To check it out, compare it to its corresponding non-CTE version:
SELECT
o.Customer,
o.TotalOrders2025,
s.AvgSales
FROM (
SELECT Customer, SUM(Amount) AS TotalOrders2025
FROM DemoCTE.DemoOrders
WHERE OrderYear = 2025
GROUP BY Customer
) o
JOIN (
SELECT Customer, AVG(Amount) AS AvgSales
FROM DemoCTE.Sales
GROUP BY Customer
) s
ON o.Customer = s.Customer
WHERE o.TotalOrders2025 > s.AvgSales
It is the same logic. However, it is significantly harder to understand compared to its CTE version.
3.2 Multi-Stage Data Transformation
CTEs naturally express transformation pipelines.
WITH Filtered AS (
SELECT *
FROM DemoCTE.Sales
WHERE Amount > 100
),
Aggregated AS (
SELECT Customer, SUM(Amount) Total
FROM Filtered
GROUP BY Customer
)
SELECT *
FROM Aggregated
ORDER BY Total DESC
All operations remain inside the SQL optimizer.
In general, queries that require multiple logical steps (e.g., filtering, aggregation, and comparison) are good candidates for CTEs since without them, the query becomes deeply nested and more difficult to comprehend.
3.3 Reusing Intermediate Results
A CTE can be referenced multiple times within the same query.
WITH HighSales AS (
SELECT *
FROM DemoCTE.Sales
WHERE Amount > 500
)
SELECT COUNT(*)
FROM HighSales
UNION ALL
SELECT SUM(Amount)
FROM HighSales
Since a CTE is more logical than physical, repeated references may result in re-evaluation depending on optimizer decisions.
4. Performance Considerations
4.1 Optimization Behavior
InterSystems IRIS treats CTEs as part of a unified execution plan rather than independent steps.
Consequences include the following:
- Execution order is optimizer-driven.
- Predicate pushdown may occur.
- CTE boundaries do not mandate materialization.
Predicate pushdown occurs when filtering conditions defined in the outer query are applied earlier amid execution, allowing the optimizer to reduce the number of rows processed before subsequent operations.
For instance, consider the code below:
WITH SalesData AS (
SELECT *
FROM DemoCTE.Sales
)
SELECT *
FROM SalesData
WHERE Customer = 'Alice'
Execution plan:
Statement Text
WITH SalesData AS ( SELECT * FROM DemoCTE . Sales ) SELECT * FROM SalesData WHERE Customer = ? /*#OPTIONS {"DynamicSQLTypeList":"1"} */
Query Plan
Relative Cost = 936
• Read index map DemoCTE.Sales.SalesCustomerIdx, using the given %SQLUPPER(Customer), and looping on ID1.
• For each row:
- Read the master map DemoCTE.Sales.IDKEY, using the given IDKEY value.
- Output the row.

WRITTEN REQUEST 1:
According to the article on common table expressions, how does InterSystems IRIS treat CTEs during optimization?
WRITTEN REQUEST 2:
Carry on with the article on common table expressions, picking up right after its final line.
The entries that come next are separate material, unrelated to the article on common table expressions.

ROWS:
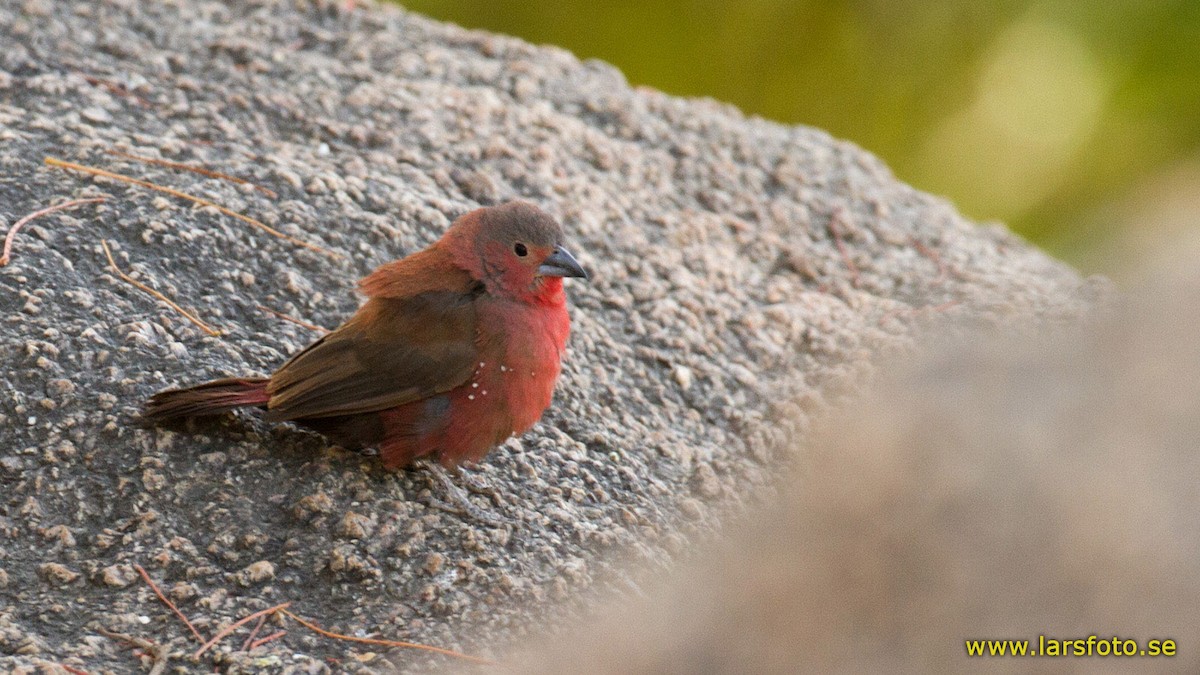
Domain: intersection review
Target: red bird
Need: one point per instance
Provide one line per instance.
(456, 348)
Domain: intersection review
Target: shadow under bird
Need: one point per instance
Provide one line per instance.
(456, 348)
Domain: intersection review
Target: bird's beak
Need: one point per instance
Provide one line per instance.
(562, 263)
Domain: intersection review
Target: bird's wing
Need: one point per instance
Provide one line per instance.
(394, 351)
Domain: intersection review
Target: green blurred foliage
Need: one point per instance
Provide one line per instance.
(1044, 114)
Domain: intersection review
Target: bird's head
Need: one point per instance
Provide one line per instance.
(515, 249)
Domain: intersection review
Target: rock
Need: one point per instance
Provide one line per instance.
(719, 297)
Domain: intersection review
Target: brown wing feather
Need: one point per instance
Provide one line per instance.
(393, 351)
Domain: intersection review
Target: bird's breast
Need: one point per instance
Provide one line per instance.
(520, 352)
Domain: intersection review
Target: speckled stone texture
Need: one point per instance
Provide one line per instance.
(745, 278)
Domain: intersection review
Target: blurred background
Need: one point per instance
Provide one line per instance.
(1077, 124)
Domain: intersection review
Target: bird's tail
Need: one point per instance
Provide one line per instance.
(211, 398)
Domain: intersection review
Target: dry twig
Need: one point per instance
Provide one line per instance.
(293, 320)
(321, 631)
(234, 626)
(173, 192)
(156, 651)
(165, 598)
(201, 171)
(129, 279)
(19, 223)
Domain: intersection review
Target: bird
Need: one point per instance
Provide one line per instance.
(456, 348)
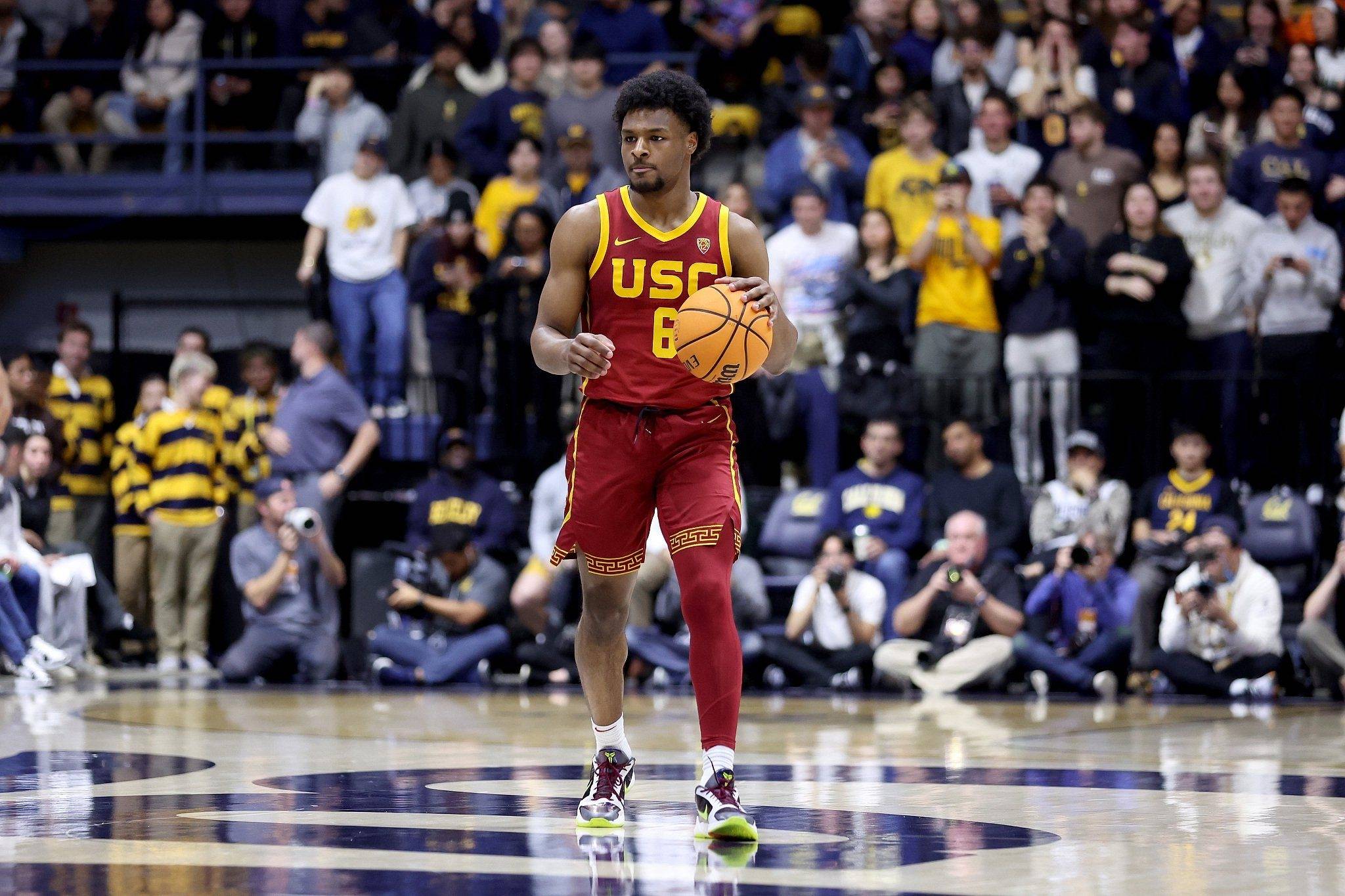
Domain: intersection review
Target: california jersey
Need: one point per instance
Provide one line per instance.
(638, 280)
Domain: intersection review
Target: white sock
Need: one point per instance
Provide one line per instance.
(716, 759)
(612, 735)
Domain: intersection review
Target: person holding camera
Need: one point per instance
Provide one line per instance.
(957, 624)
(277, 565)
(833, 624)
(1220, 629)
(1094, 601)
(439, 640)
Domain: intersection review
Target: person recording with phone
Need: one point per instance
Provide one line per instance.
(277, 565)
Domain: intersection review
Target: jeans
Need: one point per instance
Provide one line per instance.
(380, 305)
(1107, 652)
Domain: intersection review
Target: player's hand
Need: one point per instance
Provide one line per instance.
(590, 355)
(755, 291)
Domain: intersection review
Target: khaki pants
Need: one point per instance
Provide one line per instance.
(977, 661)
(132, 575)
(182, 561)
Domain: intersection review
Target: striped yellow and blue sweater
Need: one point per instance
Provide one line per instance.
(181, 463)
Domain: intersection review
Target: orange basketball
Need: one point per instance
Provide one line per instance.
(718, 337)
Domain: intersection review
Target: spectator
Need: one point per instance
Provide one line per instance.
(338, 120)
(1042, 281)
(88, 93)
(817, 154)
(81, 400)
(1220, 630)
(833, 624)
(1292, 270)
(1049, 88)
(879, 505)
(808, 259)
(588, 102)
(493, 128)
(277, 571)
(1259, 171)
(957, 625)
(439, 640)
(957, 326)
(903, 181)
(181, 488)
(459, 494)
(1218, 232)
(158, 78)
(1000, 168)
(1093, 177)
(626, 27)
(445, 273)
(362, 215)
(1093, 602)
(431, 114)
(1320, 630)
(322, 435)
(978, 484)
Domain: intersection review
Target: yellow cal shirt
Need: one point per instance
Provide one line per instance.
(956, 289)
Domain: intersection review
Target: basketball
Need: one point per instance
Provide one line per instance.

WRITTEN ANSWER 1:
It treats them as part of a unified execution plan rather than as independent steps.

WRITTEN ANSWER 2:
The optimizer recognizes that the filter can be applied earlier and internally rewrites the query:
SELECT *
FROM DemoCTE.Sales
WHERE Customer = 'Alice'
Execution plan:
Statement Text
SELECT * FROM DemoCTE . Sales WHERE Customer = ? /*#OPTIONS {"DynamicSQLTypeList":"1"} */
Query Plan
Relative Cost = 936
• Read index map DemoCTE.Sales.SalesCustomerIdx, using the given %SQLUPPER(Customer), and looping on ID1.
• For each row:
- Read the master map DemoCTE.Sales.IDKEY, using the given IDKEY value.
- Output the row.
The predicate was pushed down into the base table access. You can check this out by noting that both execution plans are identical.
Performance evaluation should therefore rely on execution plan analysis rather than query structure alone.
4.2 Indexing and Cardinality
Performance depends primarily on the underlying tables and data access paths. Therefore, the same best practices that apply to general SQL query optimization also work in this context:
- Index join and filtering columns,
- Avoid unnecessary row expansion,
- Maintain accurate statistics.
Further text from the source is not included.